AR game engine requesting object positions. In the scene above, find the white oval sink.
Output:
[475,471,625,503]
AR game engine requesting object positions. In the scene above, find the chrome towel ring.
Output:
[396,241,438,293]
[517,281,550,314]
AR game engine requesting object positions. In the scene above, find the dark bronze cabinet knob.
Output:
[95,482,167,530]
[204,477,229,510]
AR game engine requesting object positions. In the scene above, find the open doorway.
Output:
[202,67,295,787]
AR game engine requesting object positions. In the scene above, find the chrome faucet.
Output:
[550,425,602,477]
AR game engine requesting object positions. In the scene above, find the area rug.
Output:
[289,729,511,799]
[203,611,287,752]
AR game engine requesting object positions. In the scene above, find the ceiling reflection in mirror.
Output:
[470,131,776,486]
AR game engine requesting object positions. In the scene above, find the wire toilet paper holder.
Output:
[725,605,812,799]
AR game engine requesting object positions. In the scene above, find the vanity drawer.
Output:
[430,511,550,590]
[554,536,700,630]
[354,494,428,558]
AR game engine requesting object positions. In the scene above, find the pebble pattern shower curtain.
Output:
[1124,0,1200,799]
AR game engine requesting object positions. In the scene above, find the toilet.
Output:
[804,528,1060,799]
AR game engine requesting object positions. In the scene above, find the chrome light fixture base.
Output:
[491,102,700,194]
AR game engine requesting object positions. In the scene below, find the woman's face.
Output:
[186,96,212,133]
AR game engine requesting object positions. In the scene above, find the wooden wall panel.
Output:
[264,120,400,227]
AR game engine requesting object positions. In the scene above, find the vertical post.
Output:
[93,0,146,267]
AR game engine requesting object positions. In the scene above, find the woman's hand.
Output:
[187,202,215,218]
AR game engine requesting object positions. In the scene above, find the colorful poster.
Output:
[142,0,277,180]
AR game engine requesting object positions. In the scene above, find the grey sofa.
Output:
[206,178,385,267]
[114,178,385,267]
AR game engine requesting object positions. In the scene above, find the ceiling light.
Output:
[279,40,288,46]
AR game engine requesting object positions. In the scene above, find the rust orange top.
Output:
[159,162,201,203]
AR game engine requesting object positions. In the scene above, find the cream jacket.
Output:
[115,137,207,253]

....................

Copy all of the material above word for word, keeping every line in its original order.

AR game engine requesting object positions. In the scene above, find the white oval sink.
Output:
[475,471,625,503]
AR game engine requesting object positions. In the scene above, find the chrome towel ring.
Output:
[396,241,438,293]
[517,281,550,314]
AR game engine requesting object positions. In the scene above, find the dark bronze cabinet knob.
Output:
[95,482,167,530]
[204,477,229,510]
AR game engine requesting object positions. In the scene above, find the open doorway.
Output:
[202,67,295,787]
AR game engine requesting object positions. In the scene above, find the chrome faucet.
Output:
[550,425,602,477]
AR game engine requesting object positions. In the scene above, find the area rug.
Output:
[289,729,511,799]
[203,611,287,752]
AR game engine requesting object positions. In the scene above, find the ceiling reflection in mirror.
Output:
[470,131,776,486]
AR game engine requesting object positions. In the scene above, find the wire toilet paper holder.
Output:
[725,605,812,799]
AR game engine requesting object positions. In the scene above, find the vanity drawer.
Output:
[430,511,550,590]
[554,536,700,630]
[354,494,428,558]
AR game engine requesting object positions. In the scene above, find the pebble pattern shower curtain.
Output:
[1124,0,1200,799]
AR game engine requesting object positions. In the scene above, find the toilet.
Output:
[804,528,1060,799]
AR game engine requesting object positions. In the scene above, find the chrome light fixture base.
Output:
[491,102,700,194]
AR game engine requesting object positions. In the scene below, find the woman's face.
Output:
[186,96,212,133]
AR game engine requesting object positions. In the scene above, find the wooden wall panel.
Output:
[264,120,400,227]
AR game engine requesting object positions. In the scene above, find the vertical post.
Output:
[93,0,146,267]
AR game engine requesting object positions. In the scene above, find the woman's hand.
Output:
[187,202,215,218]
AR game engine requesting object positions. In the scene above, find the colorful poster.
Output:
[142,0,277,180]
AR game engine requesting object positions. In the scene above, find the grey sofa.
Output:
[206,178,385,267]
[114,178,385,267]
AR game engine requesting object positions. In the scene above, find the ceiling light.
Output:
[279,40,288,46]
AR game engine requesting object positions. In the scene above, find the rust orange top.
Output:
[159,162,201,203]
AR game engine requesting object positions. In the scene above, find the cream jacket.
Output:
[115,137,207,253]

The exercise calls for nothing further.